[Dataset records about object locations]
START

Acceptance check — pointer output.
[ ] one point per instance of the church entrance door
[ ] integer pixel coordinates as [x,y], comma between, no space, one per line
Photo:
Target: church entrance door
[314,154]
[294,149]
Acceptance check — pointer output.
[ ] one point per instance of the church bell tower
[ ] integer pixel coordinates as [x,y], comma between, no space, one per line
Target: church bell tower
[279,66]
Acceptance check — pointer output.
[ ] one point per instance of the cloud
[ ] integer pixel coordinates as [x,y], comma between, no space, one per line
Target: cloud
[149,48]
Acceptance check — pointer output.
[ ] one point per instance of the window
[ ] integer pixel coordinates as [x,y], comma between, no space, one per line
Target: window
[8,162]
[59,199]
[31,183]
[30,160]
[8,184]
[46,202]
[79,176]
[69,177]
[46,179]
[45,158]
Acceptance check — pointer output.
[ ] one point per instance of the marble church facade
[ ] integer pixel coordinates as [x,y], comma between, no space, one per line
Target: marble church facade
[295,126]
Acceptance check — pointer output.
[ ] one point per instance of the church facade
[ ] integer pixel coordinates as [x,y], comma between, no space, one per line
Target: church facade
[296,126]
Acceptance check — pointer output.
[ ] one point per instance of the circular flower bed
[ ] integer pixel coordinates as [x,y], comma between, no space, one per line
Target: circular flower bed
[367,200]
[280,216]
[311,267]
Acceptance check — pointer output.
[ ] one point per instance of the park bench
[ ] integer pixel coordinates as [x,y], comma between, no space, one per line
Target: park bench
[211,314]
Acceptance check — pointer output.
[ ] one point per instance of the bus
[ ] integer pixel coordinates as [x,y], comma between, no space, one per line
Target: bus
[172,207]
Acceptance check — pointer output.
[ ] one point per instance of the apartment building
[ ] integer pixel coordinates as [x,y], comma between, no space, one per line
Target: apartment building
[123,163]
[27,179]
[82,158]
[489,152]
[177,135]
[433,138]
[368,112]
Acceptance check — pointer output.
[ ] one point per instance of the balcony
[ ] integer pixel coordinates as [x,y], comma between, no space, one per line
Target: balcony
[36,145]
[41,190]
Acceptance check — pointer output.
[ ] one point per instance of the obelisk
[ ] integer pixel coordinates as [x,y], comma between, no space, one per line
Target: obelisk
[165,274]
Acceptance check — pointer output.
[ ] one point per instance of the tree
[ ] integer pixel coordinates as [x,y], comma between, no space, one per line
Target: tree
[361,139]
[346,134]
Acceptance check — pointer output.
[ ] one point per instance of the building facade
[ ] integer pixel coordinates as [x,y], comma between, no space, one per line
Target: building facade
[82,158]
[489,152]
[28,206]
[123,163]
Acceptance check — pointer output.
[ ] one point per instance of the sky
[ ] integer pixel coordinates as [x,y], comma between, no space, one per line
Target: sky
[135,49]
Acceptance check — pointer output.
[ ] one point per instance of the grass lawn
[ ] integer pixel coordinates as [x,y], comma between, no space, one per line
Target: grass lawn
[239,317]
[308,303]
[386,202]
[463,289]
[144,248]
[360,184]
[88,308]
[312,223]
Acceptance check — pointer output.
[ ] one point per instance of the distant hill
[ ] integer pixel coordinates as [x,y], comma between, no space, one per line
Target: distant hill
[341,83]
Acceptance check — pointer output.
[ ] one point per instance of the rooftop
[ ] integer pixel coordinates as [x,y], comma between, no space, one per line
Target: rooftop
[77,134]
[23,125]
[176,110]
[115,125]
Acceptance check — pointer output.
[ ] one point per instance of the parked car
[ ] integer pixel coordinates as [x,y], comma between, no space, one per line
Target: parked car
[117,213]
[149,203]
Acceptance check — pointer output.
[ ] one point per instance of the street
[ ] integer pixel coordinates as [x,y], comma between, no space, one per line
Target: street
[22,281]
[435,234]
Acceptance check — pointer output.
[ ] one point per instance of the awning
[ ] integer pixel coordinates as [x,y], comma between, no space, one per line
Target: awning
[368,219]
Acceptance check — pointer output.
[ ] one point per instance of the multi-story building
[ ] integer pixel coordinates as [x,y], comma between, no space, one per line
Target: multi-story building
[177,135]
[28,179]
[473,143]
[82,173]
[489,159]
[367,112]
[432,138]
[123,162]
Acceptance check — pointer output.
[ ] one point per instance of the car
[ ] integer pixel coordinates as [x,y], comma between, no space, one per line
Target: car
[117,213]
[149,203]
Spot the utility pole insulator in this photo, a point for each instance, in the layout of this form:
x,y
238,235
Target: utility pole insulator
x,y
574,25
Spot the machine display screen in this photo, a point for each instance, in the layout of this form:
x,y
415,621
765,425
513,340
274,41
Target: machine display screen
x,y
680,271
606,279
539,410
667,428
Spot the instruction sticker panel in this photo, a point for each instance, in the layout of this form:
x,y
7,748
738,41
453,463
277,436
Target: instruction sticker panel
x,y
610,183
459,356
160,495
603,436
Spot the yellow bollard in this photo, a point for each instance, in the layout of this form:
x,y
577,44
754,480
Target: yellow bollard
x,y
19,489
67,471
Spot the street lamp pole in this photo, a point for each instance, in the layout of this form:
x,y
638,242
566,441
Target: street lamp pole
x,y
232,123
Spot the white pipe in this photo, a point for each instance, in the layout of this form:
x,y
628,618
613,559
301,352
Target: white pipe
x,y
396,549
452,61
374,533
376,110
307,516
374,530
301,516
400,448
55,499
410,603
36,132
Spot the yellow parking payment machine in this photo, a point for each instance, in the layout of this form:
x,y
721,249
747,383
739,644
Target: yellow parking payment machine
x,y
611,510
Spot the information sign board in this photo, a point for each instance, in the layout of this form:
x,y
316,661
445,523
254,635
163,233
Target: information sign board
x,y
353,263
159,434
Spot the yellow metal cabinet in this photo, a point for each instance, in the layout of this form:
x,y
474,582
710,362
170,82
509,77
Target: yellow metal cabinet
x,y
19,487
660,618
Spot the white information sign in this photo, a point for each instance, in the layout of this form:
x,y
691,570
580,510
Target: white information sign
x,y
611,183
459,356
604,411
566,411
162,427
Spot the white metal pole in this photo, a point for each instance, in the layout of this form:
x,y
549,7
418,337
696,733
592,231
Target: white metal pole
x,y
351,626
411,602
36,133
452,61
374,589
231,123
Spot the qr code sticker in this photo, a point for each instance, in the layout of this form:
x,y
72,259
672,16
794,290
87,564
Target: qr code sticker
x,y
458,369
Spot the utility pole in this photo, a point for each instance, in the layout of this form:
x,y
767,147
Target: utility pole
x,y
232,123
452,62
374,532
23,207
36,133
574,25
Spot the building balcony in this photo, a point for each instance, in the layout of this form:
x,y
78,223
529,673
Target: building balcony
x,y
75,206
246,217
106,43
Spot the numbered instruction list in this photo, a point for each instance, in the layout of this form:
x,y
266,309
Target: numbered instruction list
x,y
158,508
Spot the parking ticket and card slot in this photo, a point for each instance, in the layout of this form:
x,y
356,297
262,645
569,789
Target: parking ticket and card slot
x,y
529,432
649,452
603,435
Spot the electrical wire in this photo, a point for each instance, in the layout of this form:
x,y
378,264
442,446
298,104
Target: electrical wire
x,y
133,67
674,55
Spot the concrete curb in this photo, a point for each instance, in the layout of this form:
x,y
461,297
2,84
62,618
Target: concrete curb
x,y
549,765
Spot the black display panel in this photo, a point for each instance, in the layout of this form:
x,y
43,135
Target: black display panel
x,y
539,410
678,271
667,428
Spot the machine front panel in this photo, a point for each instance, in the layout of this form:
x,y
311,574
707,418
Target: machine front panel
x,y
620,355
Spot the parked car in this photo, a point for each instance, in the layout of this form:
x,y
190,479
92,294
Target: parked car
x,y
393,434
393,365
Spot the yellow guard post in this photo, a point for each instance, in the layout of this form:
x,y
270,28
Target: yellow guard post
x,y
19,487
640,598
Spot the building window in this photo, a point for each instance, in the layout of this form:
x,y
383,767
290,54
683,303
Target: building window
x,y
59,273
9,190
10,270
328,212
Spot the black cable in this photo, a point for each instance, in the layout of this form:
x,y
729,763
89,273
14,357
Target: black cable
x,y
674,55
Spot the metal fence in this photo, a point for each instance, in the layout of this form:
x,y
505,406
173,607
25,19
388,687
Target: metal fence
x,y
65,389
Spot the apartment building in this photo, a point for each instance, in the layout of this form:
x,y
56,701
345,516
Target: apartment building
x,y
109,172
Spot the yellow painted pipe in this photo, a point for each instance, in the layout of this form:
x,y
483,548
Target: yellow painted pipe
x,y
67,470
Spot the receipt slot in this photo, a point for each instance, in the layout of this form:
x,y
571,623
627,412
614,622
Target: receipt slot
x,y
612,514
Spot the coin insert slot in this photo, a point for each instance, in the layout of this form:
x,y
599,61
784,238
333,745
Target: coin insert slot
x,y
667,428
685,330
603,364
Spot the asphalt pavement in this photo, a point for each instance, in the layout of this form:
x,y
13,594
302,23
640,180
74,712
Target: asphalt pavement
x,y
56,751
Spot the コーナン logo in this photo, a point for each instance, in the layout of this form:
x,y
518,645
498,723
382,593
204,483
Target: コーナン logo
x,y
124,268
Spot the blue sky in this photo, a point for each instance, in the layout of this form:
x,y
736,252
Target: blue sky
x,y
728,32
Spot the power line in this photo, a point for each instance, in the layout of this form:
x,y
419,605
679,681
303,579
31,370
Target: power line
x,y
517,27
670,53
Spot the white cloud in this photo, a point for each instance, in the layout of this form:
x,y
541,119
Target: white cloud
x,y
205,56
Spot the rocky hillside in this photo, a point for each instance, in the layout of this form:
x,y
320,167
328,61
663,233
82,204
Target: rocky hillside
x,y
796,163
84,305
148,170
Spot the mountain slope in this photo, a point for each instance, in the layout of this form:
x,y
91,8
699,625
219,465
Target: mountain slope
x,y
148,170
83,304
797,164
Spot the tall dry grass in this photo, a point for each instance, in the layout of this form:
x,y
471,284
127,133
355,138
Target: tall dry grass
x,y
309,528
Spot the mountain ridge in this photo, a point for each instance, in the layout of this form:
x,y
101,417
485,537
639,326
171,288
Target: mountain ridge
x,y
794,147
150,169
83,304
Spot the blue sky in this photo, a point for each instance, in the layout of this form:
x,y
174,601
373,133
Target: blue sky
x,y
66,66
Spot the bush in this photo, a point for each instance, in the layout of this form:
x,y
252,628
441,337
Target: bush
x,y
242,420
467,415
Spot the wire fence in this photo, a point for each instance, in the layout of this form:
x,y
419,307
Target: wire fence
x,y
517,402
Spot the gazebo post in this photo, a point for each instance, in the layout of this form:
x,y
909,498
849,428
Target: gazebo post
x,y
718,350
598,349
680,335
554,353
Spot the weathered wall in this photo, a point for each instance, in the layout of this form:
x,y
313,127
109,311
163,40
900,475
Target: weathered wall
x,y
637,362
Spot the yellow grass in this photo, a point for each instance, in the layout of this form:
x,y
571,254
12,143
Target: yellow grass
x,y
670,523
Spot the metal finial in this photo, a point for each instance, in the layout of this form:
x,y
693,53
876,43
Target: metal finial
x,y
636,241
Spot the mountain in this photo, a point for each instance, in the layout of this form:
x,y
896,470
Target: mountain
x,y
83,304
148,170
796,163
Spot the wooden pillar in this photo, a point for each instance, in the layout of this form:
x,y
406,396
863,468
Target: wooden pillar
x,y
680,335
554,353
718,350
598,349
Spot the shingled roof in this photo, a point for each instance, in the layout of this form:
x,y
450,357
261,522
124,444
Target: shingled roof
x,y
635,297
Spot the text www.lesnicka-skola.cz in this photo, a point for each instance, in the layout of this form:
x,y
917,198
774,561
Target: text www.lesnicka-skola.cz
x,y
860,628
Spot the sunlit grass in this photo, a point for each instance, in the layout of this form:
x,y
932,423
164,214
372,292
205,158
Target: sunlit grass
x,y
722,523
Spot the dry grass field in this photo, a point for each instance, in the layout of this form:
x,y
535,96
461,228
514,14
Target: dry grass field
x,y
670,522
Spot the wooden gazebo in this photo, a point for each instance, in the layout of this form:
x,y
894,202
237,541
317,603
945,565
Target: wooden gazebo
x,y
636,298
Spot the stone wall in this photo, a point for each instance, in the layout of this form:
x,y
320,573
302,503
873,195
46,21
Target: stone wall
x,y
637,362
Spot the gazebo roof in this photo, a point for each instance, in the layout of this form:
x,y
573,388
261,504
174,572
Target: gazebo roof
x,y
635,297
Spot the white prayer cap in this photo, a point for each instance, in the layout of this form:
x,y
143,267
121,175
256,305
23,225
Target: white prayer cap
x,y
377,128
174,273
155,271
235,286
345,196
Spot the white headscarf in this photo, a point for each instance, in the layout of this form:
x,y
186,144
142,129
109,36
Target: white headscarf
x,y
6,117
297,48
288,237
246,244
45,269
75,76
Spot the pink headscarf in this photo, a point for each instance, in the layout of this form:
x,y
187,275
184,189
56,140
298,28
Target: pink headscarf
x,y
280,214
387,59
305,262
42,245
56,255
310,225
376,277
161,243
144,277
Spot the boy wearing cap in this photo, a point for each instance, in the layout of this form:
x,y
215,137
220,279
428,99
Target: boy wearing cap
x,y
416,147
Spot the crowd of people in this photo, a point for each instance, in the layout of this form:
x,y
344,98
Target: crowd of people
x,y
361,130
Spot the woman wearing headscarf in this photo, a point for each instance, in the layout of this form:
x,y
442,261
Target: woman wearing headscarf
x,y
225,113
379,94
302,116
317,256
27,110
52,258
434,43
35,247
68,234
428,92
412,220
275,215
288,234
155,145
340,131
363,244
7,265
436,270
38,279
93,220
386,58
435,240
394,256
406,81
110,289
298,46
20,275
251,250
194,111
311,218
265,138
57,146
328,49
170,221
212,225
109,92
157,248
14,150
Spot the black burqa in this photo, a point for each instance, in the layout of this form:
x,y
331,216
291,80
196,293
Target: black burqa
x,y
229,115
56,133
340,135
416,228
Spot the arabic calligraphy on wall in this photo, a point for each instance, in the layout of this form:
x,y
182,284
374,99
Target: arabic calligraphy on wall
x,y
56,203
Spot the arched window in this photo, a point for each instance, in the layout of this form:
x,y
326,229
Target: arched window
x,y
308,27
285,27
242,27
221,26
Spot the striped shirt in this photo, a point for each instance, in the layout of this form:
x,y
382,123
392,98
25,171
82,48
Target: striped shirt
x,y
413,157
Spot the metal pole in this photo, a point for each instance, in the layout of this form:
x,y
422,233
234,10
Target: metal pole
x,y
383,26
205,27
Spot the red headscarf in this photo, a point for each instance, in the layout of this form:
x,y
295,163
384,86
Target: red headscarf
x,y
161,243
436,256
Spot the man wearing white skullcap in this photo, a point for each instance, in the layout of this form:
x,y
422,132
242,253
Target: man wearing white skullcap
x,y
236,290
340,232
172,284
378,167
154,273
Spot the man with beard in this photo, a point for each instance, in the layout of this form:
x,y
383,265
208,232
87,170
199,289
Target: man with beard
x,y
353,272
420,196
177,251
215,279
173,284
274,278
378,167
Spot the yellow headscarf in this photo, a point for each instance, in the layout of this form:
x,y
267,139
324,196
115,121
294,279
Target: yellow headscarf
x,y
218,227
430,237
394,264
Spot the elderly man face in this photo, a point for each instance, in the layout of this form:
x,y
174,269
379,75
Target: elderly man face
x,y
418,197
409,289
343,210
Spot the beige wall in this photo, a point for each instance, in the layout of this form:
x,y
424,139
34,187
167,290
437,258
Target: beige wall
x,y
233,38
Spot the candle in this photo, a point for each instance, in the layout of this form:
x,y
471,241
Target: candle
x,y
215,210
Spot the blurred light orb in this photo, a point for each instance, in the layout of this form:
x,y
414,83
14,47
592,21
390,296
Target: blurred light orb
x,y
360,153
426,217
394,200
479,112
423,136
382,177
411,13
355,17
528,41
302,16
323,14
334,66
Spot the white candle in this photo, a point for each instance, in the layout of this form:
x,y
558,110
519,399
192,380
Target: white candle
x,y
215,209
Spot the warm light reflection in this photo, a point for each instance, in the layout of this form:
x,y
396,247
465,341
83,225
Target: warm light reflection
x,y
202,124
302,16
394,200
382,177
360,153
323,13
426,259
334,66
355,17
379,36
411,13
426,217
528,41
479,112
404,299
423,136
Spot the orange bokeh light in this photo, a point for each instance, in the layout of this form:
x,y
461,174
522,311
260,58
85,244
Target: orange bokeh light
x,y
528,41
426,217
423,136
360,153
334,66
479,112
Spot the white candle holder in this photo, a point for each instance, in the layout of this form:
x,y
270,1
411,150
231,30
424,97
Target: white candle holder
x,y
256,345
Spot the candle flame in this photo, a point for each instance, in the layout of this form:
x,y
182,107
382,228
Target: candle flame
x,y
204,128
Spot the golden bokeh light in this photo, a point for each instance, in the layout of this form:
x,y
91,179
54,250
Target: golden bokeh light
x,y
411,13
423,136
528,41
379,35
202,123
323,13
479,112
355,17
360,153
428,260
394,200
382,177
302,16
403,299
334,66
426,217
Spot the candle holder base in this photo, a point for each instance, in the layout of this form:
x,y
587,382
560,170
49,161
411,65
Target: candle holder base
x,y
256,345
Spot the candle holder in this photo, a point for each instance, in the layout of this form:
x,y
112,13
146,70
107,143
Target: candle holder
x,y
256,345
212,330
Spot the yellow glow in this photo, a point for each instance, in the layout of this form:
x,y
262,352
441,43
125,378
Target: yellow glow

END

### Exercise task
The lines to reproduce run from the one that contains "Spot the orange" through the last line above; copy them exactly.

### Answer to the exercise
Spot the orange bokeh light in this photo, a point for each instance, in the layout of this form:
x,y
461,174
522,311
260,58
85,244
Target: orange bokeh light
x,y
528,41
426,217
423,136
360,153
334,66
479,112
Spot the white candle holder in this photo, a point for each instance, in the layout of this form:
x,y
270,1
411,150
231,30
424,97
Target: white candle holder
x,y
256,345
Spot the candle flame in this photo, a point for each instance, in the layout of this form:
x,y
182,107
382,228
Target: candle flame
x,y
204,128
Spot the golden bokeh light in this photo, a point for each instance, in the layout of this form:
x,y
91,179
54,250
Target: golden bokeh light
x,y
411,13
423,136
528,41
379,35
202,123
323,13
479,112
355,17
360,153
428,260
394,200
382,177
302,16
403,299
334,66
426,217
Spot the candle holder base in this photo, a point for each instance, in the layout of this form:
x,y
587,382
560,170
49,161
411,65
Target: candle holder base
x,y
256,345
Spot the candle holder in this photo, a point for each instance, in the layout of this form:
x,y
112,13
146,70
107,143
Target: candle holder
x,y
256,345
212,330
Spot the yellow glow in this photo, a point for each instance, in the layout of this form:
x,y
262,352
441,43
125,378
Target: yellow glow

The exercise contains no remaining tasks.